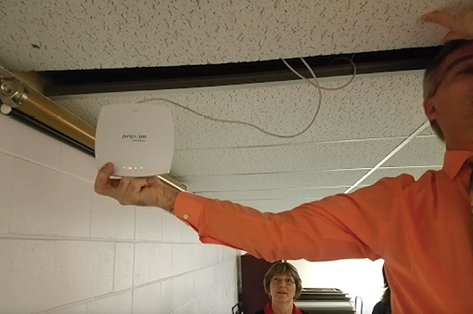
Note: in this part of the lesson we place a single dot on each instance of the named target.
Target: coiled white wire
(314, 83)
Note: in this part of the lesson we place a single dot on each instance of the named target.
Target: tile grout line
(392, 153)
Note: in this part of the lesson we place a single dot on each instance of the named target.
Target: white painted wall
(64, 249)
(357, 277)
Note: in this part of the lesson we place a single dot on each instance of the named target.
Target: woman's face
(282, 288)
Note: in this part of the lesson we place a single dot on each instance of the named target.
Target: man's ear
(430, 109)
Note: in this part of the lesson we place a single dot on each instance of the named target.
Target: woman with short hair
(283, 285)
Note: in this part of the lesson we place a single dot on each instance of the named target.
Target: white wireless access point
(137, 138)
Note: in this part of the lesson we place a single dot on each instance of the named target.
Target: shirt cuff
(188, 208)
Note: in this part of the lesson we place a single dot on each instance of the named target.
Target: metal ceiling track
(80, 82)
(21, 101)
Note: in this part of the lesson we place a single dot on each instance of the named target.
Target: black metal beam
(157, 78)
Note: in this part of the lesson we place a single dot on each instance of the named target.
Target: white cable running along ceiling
(356, 127)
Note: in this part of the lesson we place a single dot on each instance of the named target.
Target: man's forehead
(461, 53)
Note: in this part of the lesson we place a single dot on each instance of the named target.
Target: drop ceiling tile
(68, 34)
(302, 157)
(275, 194)
(370, 107)
(288, 180)
(416, 172)
(421, 151)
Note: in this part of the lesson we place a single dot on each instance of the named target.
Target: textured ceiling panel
(275, 194)
(430, 148)
(303, 157)
(370, 107)
(356, 127)
(79, 34)
(416, 172)
(288, 180)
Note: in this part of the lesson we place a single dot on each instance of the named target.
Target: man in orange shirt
(422, 229)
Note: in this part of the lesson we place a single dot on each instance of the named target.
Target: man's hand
(147, 191)
(460, 25)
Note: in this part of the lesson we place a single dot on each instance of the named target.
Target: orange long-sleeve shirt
(422, 229)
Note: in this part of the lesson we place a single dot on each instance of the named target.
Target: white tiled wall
(64, 249)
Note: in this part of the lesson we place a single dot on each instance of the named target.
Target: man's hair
(282, 268)
(432, 77)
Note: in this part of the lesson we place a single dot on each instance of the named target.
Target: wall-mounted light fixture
(20, 99)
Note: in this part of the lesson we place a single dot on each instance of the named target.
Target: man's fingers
(452, 36)
(128, 190)
(440, 18)
(103, 182)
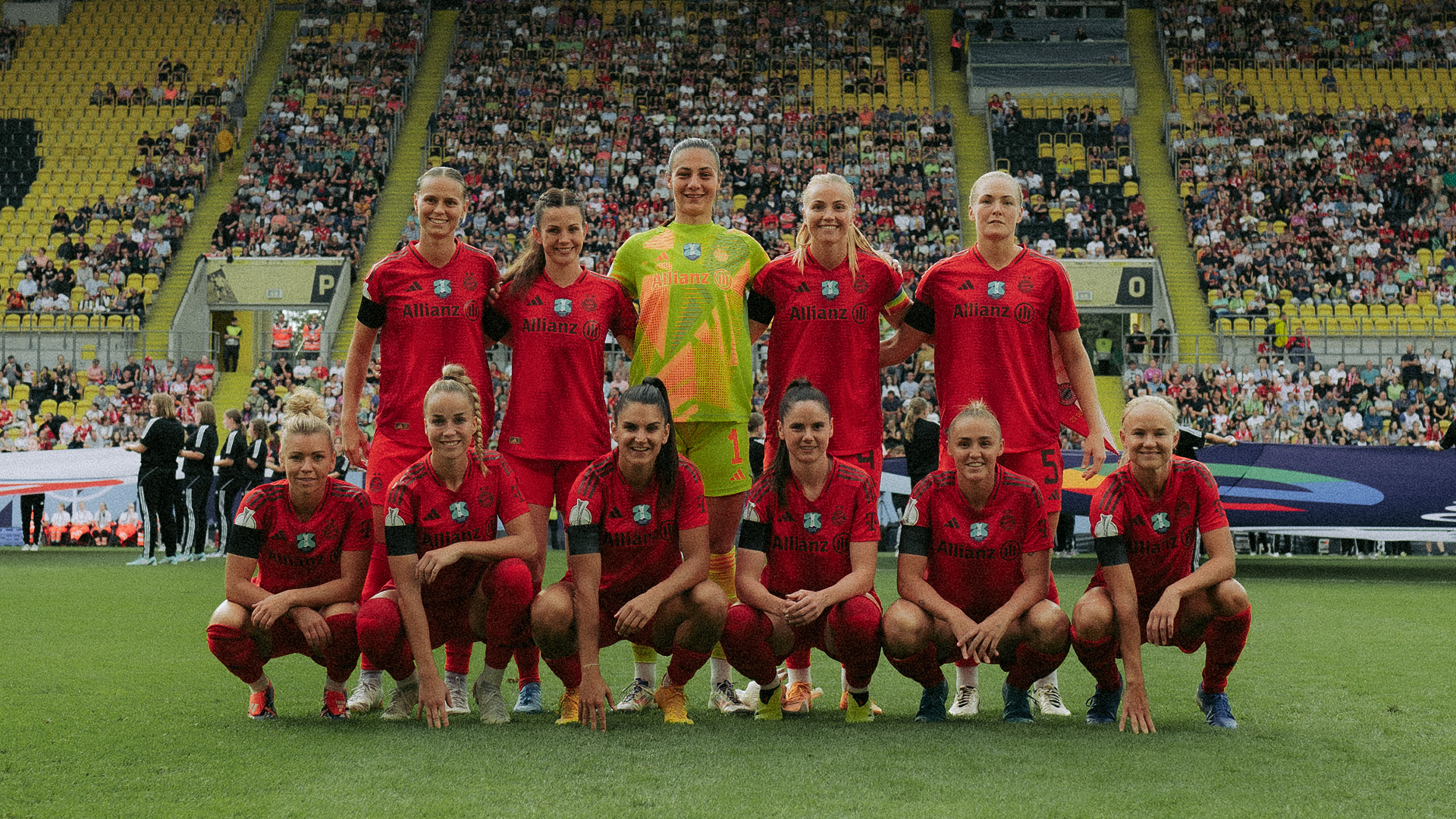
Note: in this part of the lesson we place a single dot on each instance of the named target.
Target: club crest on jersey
(1106, 526)
(1161, 522)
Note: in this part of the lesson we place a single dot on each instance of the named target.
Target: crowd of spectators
(322, 149)
(92, 406)
(552, 95)
(1318, 207)
(1411, 33)
(1294, 400)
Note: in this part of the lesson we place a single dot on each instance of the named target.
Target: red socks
(855, 624)
(1100, 657)
(746, 645)
(1225, 639)
(237, 651)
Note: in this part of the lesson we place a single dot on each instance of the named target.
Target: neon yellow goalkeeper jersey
(691, 283)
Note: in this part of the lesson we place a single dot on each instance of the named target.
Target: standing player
(424, 303)
(156, 483)
(1147, 519)
(824, 302)
(452, 577)
(555, 315)
(231, 475)
(1001, 318)
(637, 544)
(807, 576)
(691, 279)
(296, 563)
(973, 575)
(197, 480)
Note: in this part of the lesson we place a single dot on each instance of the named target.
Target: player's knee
(1094, 615)
(906, 627)
(1229, 598)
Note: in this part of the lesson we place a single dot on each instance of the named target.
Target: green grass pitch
(112, 707)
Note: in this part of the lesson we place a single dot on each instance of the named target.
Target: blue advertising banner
(1304, 485)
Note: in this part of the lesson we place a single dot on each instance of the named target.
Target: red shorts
(544, 480)
(1040, 465)
(386, 461)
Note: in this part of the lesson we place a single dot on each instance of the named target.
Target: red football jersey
(808, 541)
(300, 554)
(637, 537)
(974, 557)
(558, 335)
(1161, 535)
(425, 513)
(992, 343)
(431, 319)
(826, 328)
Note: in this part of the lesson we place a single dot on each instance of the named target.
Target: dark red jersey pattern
(992, 340)
(431, 318)
(638, 538)
(1161, 535)
(808, 541)
(300, 554)
(826, 328)
(558, 335)
(974, 557)
(422, 504)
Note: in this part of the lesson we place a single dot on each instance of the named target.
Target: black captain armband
(915, 541)
(584, 539)
(1111, 551)
(921, 316)
(372, 314)
(400, 541)
(755, 535)
(494, 324)
(245, 541)
(761, 308)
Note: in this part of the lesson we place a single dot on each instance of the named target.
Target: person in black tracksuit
(197, 479)
(156, 482)
(231, 474)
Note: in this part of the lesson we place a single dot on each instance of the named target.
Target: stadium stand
(324, 143)
(108, 137)
(791, 95)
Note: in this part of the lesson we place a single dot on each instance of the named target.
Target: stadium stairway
(973, 152)
(210, 206)
(1165, 215)
(395, 200)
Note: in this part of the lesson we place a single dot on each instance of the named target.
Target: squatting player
(424, 303)
(807, 563)
(973, 575)
(1147, 518)
(296, 560)
(691, 279)
(999, 316)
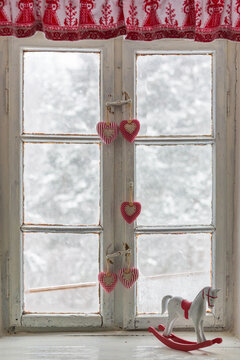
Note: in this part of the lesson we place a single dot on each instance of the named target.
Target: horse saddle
(186, 306)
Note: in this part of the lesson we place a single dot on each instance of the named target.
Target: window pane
(61, 259)
(174, 184)
(171, 264)
(61, 92)
(174, 94)
(61, 184)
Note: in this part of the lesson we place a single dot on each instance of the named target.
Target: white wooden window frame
(118, 74)
(222, 141)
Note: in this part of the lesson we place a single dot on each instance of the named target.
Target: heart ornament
(128, 276)
(107, 280)
(130, 210)
(107, 131)
(129, 129)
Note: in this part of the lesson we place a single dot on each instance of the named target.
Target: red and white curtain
(202, 20)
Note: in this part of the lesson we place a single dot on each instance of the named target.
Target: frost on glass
(171, 264)
(174, 94)
(61, 92)
(61, 259)
(61, 184)
(174, 184)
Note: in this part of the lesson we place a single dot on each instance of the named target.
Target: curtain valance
────────
**Exercise:** Return all the records exactly, excluding images.

**The answer:**
Note: in this part of the lesson we place a single dot on each instance of the named target.
Target: coiled white wire
(314, 83)
Note: in this part of the lesson we place a single dot on each instance of the named target.
Target: tile grout line
(392, 153)
Note: in this part of the lesson we place a single dot on each instance of the named target.
Target: white painted wall
(64, 249)
(357, 277)
Note: in this part of the lesson we place a single dot on each instance of the named target.
Target: woman's face
(282, 288)
Note: in this part of the lesson we place a single dot on each instance of the named target.
Target: man's ear
(430, 109)
Note: in this part of the lesson we place a single dot on each instance of the named target.
Target: woman with short hair
(283, 285)
Note: in this part of the lesson we place a single dot on each instance of the named target.
Target: white wireless access point
(137, 138)
Note: in this part of the lesson we place a single dot on each instance of the named target.
Target: shirt cuff
(188, 208)
Note: in this part of the lesson we place a single dot on each instance of the named target.
Target: metal ceiling track
(80, 82)
(21, 101)
Note: in this part of the lesson we place a single dot on each instance of the named target.
Target: black metal beam
(157, 78)
Note: in this part of the lesson we place a single dot on each instance of the named target.
Target: white cable running along ceiling
(356, 127)
Note: in this part of the lesson we place a single dot on each instance of the named target.
Target: man's forehead
(461, 53)
Note: in this part of the lesson we place a single dot on each instance of the named target.
Target: drop ceiling tile
(68, 34)
(302, 157)
(275, 194)
(370, 107)
(288, 180)
(416, 172)
(421, 151)
Note: in this part of the lesson we place a single dot on each instance of the named target.
Target: textured ceiling panel
(275, 194)
(430, 148)
(303, 157)
(370, 107)
(356, 127)
(79, 34)
(416, 172)
(288, 180)
Note: in this part of the lesson we place a single dot on each instance of the named target.
Target: man in orange shirt
(422, 229)
Note: in this part of the lesson we place a single dot on each instance of the named target.
Target: man's hand
(147, 191)
(460, 25)
Note: in this part of the lesson we place a single dot on each instance of the named target.
Target: orange long-sleeve shirt
(422, 229)
Note: in this part of the lesson we place a single dot on each instance of the named target.
Target: white tiled wall
(64, 249)
Note: in this part of the lesson we place a single dot on each instance of the named target.
Target: man's hair
(282, 268)
(432, 77)
Note: in this part of the lesson we place a single dot on each instance of the named target.
Target: wall-mounted light fixture
(20, 99)
Note: in this part of the lesson we place a single dot on each instance of the named target.
Target: man's fingers
(452, 36)
(128, 190)
(440, 18)
(103, 182)
Note: in this part of the lesson we place a single dot on each instance of the named target.
Target: club crest on jersey
(1106, 526)
(1161, 522)
Note: in this part of the lesson we place a single dot on each instance of the named target.
Target: crowd of spectators
(322, 149)
(92, 406)
(552, 95)
(1318, 207)
(1411, 33)
(1294, 400)
Note: in this part of the lesson we place a single dot on each instance of the named target.
Target: red socks
(855, 624)
(1100, 657)
(746, 645)
(1225, 639)
(237, 651)
Note: in this part of the lesson we place a single dot on each instance of the named target.
Target: neon yellow goalkeeper jersey
(691, 283)
Note: in this part of the lesson we place a single dot on each instance of the named target.
Target: standing player
(424, 303)
(156, 483)
(1147, 519)
(824, 302)
(452, 577)
(555, 315)
(231, 475)
(1001, 318)
(637, 544)
(807, 576)
(691, 279)
(296, 563)
(973, 575)
(197, 480)
Note: in this part of the lesson we place a single dot on each instance of the named target.
Target: player's knee
(1094, 615)
(906, 627)
(1229, 598)
Note: in this part of the lesson we place a single dot on each instance of the named target.
Target: green grass pitch
(112, 707)
Note: in this part of the lesson we place a single dot on each instance of the named target.
Target: blue advertising banner
(1304, 485)
Note: in this part of the lesson we place a single dot on each instance of the named target.
Target: red shorts
(544, 480)
(1040, 465)
(386, 461)
Note: in this part of the lesson we place a single dot on each instance of the named target.
Target: red football jersey
(808, 541)
(300, 554)
(637, 537)
(974, 557)
(558, 335)
(1161, 535)
(425, 513)
(992, 343)
(431, 319)
(826, 328)
Note: in this part of the lesson we place a single dot on each instance of the named target.
Target: dark red jersey pattern
(992, 340)
(431, 318)
(638, 538)
(1161, 535)
(808, 541)
(300, 554)
(826, 328)
(558, 335)
(974, 557)
(422, 504)
Note: in this part of the lesson we place a single dot on each instance of the named target.
Target: black captain armband
(915, 541)
(584, 539)
(1111, 551)
(921, 316)
(372, 314)
(400, 541)
(755, 535)
(494, 324)
(245, 541)
(761, 308)
Note: in this part of the lesson we place a single dot on each instance of the named target.
Target: person in black tracksuit
(197, 479)
(156, 482)
(231, 474)
Note: in this part of the lesson we place a single dot on each instance of the named target.
Target: stadium stand
(324, 143)
(108, 137)
(791, 95)
Note: in this part of the lesson we place a single dot on each instance of the named target.
Target: stadium stairway
(973, 152)
(210, 206)
(1165, 215)
(395, 200)
Note: in this part of the lesson we place a single dot on each instance of the named target.
Target: squatting player
(424, 303)
(807, 563)
(973, 575)
(1147, 518)
(296, 560)
(691, 279)
(999, 316)
Note: in this part of the lesson we place a single dot on each instance of the named target.
Target: horse saddle
(186, 306)
Note: in this part of the lesson we place a single dot on each instance of the named target.
Target: window pane
(61, 259)
(174, 184)
(171, 264)
(61, 92)
(174, 94)
(61, 184)
Note: in this part of the lesson we place a single dot on each instance of the named target.
Target: white wooden window frame
(118, 74)
(222, 141)
Note: in this part of the lesson we place a single dot on each instance of the named target.
Target: heart ornament
(128, 276)
(107, 280)
(130, 210)
(107, 131)
(129, 129)
Note: in this part of the lesson we place a single dot on each instance of the named target.
Target: red and white curtain
(202, 20)
Note: in this part of the lesson we place a single dot on each instance of the named target.
Target: frost on glass
(171, 264)
(174, 94)
(61, 92)
(61, 259)
(61, 184)
(174, 184)
Note: in this part of the lesson we place a single dot on each instance of the named target.
Target: curtain valance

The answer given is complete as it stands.